-- Provided records follows --

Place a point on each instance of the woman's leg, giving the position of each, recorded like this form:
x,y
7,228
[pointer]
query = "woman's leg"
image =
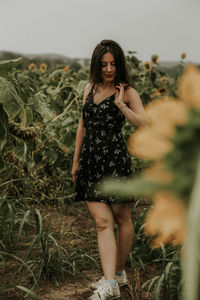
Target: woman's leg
x,y
103,217
125,233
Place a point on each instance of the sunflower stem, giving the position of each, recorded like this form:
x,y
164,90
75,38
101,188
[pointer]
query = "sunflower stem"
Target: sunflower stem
x,y
190,256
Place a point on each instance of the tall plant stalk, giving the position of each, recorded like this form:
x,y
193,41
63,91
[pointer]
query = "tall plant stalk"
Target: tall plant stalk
x,y
190,256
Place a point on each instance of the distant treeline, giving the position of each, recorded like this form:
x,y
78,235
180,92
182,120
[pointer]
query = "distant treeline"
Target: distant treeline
x,y
171,68
50,59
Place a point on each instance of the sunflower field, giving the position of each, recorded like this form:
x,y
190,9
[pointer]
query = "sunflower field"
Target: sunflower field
x,y
40,248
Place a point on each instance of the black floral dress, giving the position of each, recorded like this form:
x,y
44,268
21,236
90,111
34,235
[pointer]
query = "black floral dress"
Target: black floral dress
x,y
103,153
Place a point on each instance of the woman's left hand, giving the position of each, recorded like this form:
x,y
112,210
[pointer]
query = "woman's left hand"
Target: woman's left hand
x,y
119,97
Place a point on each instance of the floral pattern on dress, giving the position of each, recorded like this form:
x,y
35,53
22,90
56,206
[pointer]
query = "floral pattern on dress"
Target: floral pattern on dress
x,y
103,153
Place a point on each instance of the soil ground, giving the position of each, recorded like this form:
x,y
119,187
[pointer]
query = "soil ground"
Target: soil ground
x,y
77,231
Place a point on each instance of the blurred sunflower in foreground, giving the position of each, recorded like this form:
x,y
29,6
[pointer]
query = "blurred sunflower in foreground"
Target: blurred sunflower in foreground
x,y
154,58
147,66
43,67
172,143
32,67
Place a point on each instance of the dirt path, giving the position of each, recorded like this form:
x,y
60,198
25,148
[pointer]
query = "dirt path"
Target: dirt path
x,y
76,233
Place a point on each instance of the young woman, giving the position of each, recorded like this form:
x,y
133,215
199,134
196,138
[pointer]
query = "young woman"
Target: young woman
x,y
101,151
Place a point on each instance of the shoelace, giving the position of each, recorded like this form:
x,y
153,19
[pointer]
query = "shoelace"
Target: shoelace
x,y
104,288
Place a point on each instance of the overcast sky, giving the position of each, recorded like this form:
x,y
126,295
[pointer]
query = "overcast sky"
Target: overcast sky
x,y
74,27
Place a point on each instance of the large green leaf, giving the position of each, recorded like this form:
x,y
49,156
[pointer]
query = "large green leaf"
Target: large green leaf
x,y
41,107
2,163
3,126
6,66
29,116
20,150
12,103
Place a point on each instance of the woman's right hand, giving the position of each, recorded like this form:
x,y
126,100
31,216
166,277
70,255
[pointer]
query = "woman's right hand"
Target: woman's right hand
x,y
74,170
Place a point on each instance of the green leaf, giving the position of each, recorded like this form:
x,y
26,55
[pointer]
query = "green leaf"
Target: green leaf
x,y
29,116
20,150
12,103
2,163
29,292
41,106
6,66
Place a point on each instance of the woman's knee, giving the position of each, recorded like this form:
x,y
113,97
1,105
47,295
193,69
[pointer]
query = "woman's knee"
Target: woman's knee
x,y
122,216
103,223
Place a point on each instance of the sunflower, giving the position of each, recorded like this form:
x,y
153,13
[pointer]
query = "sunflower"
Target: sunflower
x,y
166,219
152,142
189,86
43,67
183,55
147,66
65,69
162,90
32,67
154,58
164,79
154,94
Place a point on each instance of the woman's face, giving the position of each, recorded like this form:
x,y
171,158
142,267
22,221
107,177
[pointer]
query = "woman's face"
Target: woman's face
x,y
108,68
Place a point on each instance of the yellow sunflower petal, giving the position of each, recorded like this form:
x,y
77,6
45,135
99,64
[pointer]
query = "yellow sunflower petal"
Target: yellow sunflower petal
x,y
189,86
166,218
165,114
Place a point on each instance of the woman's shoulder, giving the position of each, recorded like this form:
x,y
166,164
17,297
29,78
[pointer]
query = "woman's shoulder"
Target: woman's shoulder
x,y
129,93
87,90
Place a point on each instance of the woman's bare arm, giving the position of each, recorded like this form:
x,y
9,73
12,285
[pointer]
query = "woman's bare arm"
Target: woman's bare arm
x,y
131,106
79,137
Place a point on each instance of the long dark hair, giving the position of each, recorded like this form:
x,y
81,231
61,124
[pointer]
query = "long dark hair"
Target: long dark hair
x,y
120,62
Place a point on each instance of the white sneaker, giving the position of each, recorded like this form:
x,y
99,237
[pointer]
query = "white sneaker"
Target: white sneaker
x,y
106,291
121,280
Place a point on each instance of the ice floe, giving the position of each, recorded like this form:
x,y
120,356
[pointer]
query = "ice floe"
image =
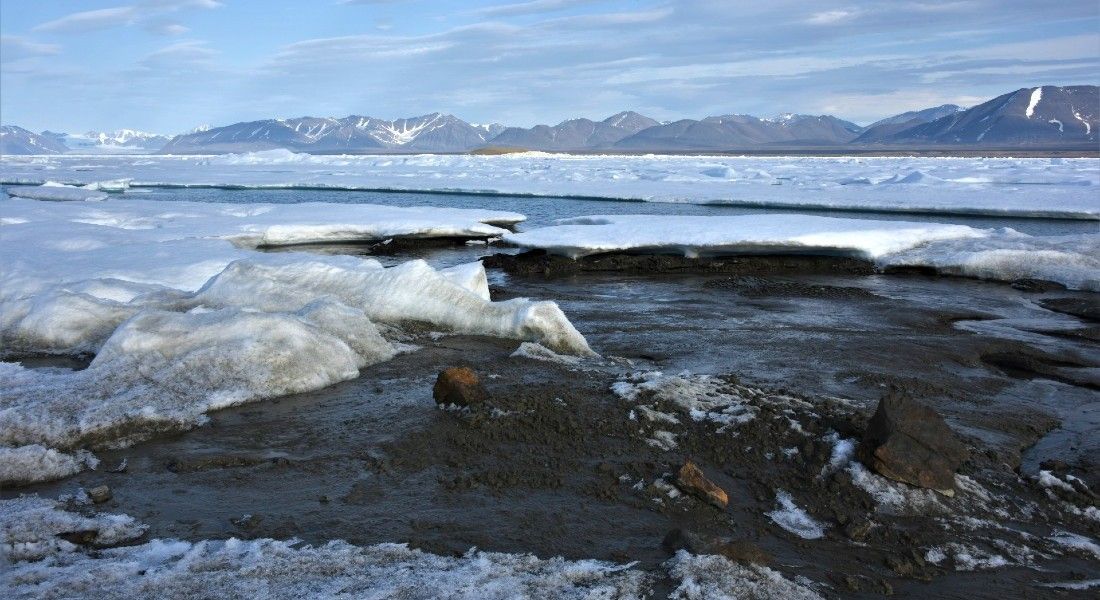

-- Provided records concluded --

- _Exercise details_
Work through the data above and give the number of lines in which "floe" appears; add nothing else.

- _Expected answer_
2